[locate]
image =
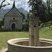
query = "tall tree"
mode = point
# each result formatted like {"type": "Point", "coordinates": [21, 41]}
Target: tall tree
{"type": "Point", "coordinates": [36, 12]}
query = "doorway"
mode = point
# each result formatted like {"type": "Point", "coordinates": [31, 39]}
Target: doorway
{"type": "Point", "coordinates": [13, 26]}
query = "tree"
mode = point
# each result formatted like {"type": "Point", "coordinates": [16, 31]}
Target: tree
{"type": "Point", "coordinates": [3, 5]}
{"type": "Point", "coordinates": [38, 11]}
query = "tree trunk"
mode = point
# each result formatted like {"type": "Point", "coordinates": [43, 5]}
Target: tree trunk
{"type": "Point", "coordinates": [34, 31]}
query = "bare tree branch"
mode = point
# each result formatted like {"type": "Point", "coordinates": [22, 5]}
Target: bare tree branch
{"type": "Point", "coordinates": [3, 5]}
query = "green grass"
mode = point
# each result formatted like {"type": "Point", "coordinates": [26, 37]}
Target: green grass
{"type": "Point", "coordinates": [45, 32]}
{"type": "Point", "coordinates": [4, 36]}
- - -
• Problem description: Restate word for word the lines from the one holding "Target: tall tree" to the end of the listing, both ends included, and nothing more.

• Response box:
Target: tall tree
{"type": "Point", "coordinates": [36, 12]}
query = "doorway"
mode = point
# each result formatted like {"type": "Point", "coordinates": [31, 39]}
Target: doorway
{"type": "Point", "coordinates": [13, 26]}
query = "tree"
mode = point
# each result formatted like {"type": "Point", "coordinates": [16, 31]}
Target: tree
{"type": "Point", "coordinates": [3, 5]}
{"type": "Point", "coordinates": [38, 11]}
query = "tree trunk"
mode = point
# each result formatted like {"type": "Point", "coordinates": [43, 5]}
Target: tree trunk
{"type": "Point", "coordinates": [34, 31]}
query = "bare tree branch"
mode = point
# each result formatted like {"type": "Point", "coordinates": [22, 5]}
Target: bare tree branch
{"type": "Point", "coordinates": [3, 5]}
query = "green grass"
mode = point
# each result formatted like {"type": "Point", "coordinates": [26, 37]}
Target: green grass
{"type": "Point", "coordinates": [45, 32]}
{"type": "Point", "coordinates": [4, 36]}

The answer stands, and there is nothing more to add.